**Tasks to complete**:
1. Please rewrite the devotional's paragraph beginning "We are all familiar with the cliché" as a shorter version that keeps its main points.
2. Write the next part of the devotional, picking up after its second numbered question.

**Article**:
__________

Faith Precedes Understanding


“Now that same day two of them were going to a village called Emmaus, about seven miles from Jerusalem. They were talking with each other about everything that had happened. As they talked and discussed these things with each other, Jesus himself came up and walked along with them; but they were kept from recognizing him. He asked them, “What are you discussing together as you walk along?” They stood still, their faces downcast. One of them, named Cleopas, asked him, “Are you the only visitor to Jerusalem and do not know the things that have happened there in these days?” “What things?” he asked. “About Jesus of Nazareth,” they replied. “He was a prophet, powerful in word and deed before God and all the people. The chief priests and our rulers handed him over to be sentenced to death, and they crucified him; but we had hoped that he was the one who was going to redeem Israel. And what is more, it is the third day since all this took place. In addition, some of our women amazed us. They went to the tomb early this morning but didn’t find his body. They came and told us that they had seen a vision of angels, who said he was alive. Then some of our companions went to the tomb and found it just as the women had said, but they did not see Jesus.” He said to them, “How foolish you are, and how slow to believe all that the prophets have spoken! Did not the Messiah have to suffer these things and then enter his glory?” And beginning with Moses and all the Prophets, he explained to them what was said in all the Scriptures concerning himself.” – Luke 24:13-35


We are all familiar with the cliché, “What came first? The chicken or the egg?” I have entitled this devotional series “Faith Precedes Understanding” because the world will tell you, “Seeing is believing,” but biblical faith and understanding are obtained in the exact opposite order—believing is seeing. Using the above text, Luke 24:13-35, over the next several weeks, I will seek to answer two questions:
  1. What does it mean to really believe?
  2. How is faith born in a person’s heart?

__________

**Dataset records**:
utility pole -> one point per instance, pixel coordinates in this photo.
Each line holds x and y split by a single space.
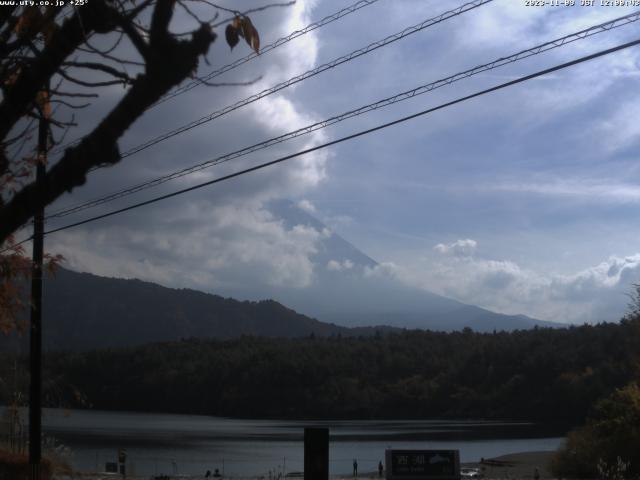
35 352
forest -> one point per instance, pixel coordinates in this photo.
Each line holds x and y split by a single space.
545 375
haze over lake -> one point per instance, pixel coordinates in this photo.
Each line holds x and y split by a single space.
189 444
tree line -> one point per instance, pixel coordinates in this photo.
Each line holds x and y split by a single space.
546 375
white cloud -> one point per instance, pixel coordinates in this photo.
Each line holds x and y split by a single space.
459 248
307 206
219 246
337 266
597 293
591 190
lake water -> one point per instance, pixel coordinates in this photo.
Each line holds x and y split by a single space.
188 444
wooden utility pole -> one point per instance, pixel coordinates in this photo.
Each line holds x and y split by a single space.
35 352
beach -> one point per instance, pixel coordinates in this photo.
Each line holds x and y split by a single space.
512 466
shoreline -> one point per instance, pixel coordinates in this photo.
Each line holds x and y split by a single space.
519 465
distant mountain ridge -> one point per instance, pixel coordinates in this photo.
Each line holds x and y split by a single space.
85 311
348 297
351 289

__________

**Answers to the exercise**:
1.
The series is titled "Faith Precedes Understanding." The world says "seeing is believing," but biblical faith and understanding come in the opposite order: believing is seeing. Over the next several weeks, using Luke 24:13-35, the series will try to answer two questions:
1. What does it mean to really believe?
2. How is faith born in a person's heart?

2.
Paul writes in 1 Corinthians 2:14, “The man without the Spirit does not accept the things that come from the Spirit of God, for they are foolishness to him, and he cannot understand them, because they are spiritually discerned.” Paul was proclaiming this truth: faith precedes understanding. It’s only God’s Spirit who can lift the blinding veil from our spiritual eyes and give us understanding, and the Spirit can only operate in the heart of one who truly believes. Therefore, faith must precede understanding.

At some point, belief must transition from the mind to the heart. Hence, real biblical faith is born in the heart. Isaiah 29:13 states, “These people come near to me with their mouth and honor me with their lips, but their hearts are far from me. Their worship of me is made up only of rules taught by men.” Churches here in America are full of people who believe every word of the Apostle’s Creed, yet many of them don’t really know Jesus because their beliefs are still trapped in their minds and have never made their way to their hearts.

Examining the conversation that took place on the way to Emmaus, we must consider what it means to truly believe and have saving faith. Does your life show any real proof or evidence that you truly have biblical faith? This is a very important question to consider because the only faith that is acceptable to God is true biblical faith.

As we unpack the idea that faith precedes understanding, it is also helpful to remember Isaiah 55:8-9: “For my thoughts are not your thoughts, neither are your ways my ways,” declares the LORD. “As the heavens are higher than the earth, so are my ways higher than your ways and my thoughts than your thoughts.” Stay tuned!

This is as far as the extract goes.